◆ Task description: Please turn everything from the line containing "segment --target bride" down to the end of the data into a numbered list, leaving out blank lines.

◆ Data for the task:
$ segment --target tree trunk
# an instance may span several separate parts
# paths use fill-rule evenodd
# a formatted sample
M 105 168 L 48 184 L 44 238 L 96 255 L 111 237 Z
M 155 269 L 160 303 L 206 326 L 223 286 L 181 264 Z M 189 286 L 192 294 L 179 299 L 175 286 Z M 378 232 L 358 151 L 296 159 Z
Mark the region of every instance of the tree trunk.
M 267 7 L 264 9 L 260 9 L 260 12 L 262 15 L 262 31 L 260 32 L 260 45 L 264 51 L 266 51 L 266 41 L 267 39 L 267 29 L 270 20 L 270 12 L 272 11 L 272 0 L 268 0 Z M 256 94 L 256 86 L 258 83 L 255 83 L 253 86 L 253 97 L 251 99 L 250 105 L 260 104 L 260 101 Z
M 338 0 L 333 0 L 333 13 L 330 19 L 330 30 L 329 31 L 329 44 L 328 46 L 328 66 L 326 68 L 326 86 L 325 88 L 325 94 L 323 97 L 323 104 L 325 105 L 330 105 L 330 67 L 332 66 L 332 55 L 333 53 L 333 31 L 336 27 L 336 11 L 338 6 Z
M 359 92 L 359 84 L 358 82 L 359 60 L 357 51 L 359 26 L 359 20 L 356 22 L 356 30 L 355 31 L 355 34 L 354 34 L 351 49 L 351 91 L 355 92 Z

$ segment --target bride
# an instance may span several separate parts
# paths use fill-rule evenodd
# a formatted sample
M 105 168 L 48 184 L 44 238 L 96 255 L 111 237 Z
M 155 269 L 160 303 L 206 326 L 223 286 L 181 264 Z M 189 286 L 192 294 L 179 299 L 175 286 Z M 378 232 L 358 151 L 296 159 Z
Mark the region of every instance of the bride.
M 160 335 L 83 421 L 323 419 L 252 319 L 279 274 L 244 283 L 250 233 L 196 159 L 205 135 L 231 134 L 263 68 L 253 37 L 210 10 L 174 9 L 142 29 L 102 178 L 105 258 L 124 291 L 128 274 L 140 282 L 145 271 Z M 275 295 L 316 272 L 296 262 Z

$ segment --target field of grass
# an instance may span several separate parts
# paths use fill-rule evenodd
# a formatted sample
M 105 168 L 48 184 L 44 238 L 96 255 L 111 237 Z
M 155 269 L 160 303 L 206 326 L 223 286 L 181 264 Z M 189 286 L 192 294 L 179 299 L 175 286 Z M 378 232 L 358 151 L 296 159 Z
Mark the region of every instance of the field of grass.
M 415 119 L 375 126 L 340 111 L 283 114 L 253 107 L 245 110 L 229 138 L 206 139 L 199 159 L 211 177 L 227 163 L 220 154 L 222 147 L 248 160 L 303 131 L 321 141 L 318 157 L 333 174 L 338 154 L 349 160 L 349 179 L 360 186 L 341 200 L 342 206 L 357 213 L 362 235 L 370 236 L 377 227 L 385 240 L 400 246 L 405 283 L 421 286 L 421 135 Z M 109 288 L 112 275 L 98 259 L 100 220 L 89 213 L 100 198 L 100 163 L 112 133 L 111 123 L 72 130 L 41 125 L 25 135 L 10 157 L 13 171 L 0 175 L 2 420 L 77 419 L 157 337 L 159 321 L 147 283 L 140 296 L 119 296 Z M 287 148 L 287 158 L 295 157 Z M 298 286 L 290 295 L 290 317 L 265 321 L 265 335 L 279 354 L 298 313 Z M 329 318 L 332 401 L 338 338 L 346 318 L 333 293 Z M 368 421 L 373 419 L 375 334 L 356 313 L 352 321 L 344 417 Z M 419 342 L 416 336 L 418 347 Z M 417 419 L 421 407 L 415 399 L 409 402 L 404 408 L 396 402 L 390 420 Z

◆ Result below:
1. $ segment --target bride
2. # an instance may span several separate parts
3. # paths use fill-rule evenodd
4. # a formatted sample
5. M 105 168 L 48 184 L 44 238 L 96 255 L 111 237 Z
6. M 155 269 L 160 303 L 206 326 L 223 286 L 181 264 Z M 189 286 L 192 294 L 179 299 L 175 286 Z M 378 232 L 358 151 L 296 159 Z
7. Mark the region of every instance of the bride.
8. M 160 335 L 83 421 L 323 419 L 252 319 L 279 274 L 244 283 L 250 233 L 196 159 L 205 135 L 231 134 L 263 68 L 253 37 L 210 10 L 174 9 L 142 29 L 102 178 L 105 258 L 124 291 L 128 274 L 140 282 L 145 271 Z M 275 295 L 316 272 L 296 262 Z
9. $ segment --target field of grass
10. # an instance may span several separate parts
11. # paths use fill-rule evenodd
12. # a formatted sample
13. M 105 168 L 48 184 L 44 238 L 96 255 L 111 237 Z
14. M 155 269 L 160 303 L 206 326 L 223 286 L 181 264 Z M 189 286 L 192 294 L 179 299 L 175 286 Z M 378 232 L 358 151 L 296 159 Z
15. Mark the region of every instance of the field of grass.
16. M 415 119 L 375 126 L 340 111 L 283 114 L 253 107 L 245 110 L 229 138 L 206 139 L 199 159 L 211 177 L 227 163 L 220 154 L 222 147 L 248 160 L 303 131 L 321 141 L 318 157 L 333 174 L 338 154 L 349 160 L 349 179 L 360 186 L 341 200 L 342 206 L 357 213 L 362 235 L 370 236 L 377 227 L 385 240 L 400 246 L 405 283 L 421 286 L 421 135 Z M 109 288 L 112 275 L 98 259 L 100 220 L 89 213 L 100 198 L 100 163 L 112 133 L 111 123 L 72 130 L 41 125 L 25 135 L 10 157 L 13 171 L 0 175 L 2 420 L 77 419 L 157 337 L 159 321 L 147 283 L 140 296 L 119 296 Z M 287 148 L 287 158 L 295 157 Z M 298 286 L 290 295 L 290 317 L 265 321 L 265 335 L 279 354 L 298 313 Z M 329 318 L 332 401 L 338 338 L 346 318 L 333 293 Z M 368 421 L 373 419 L 375 334 L 356 313 L 352 321 L 344 417 Z M 419 342 L 416 336 L 418 347 Z M 417 419 L 421 407 L 415 399 L 409 402 L 404 408 L 396 402 L 390 420 Z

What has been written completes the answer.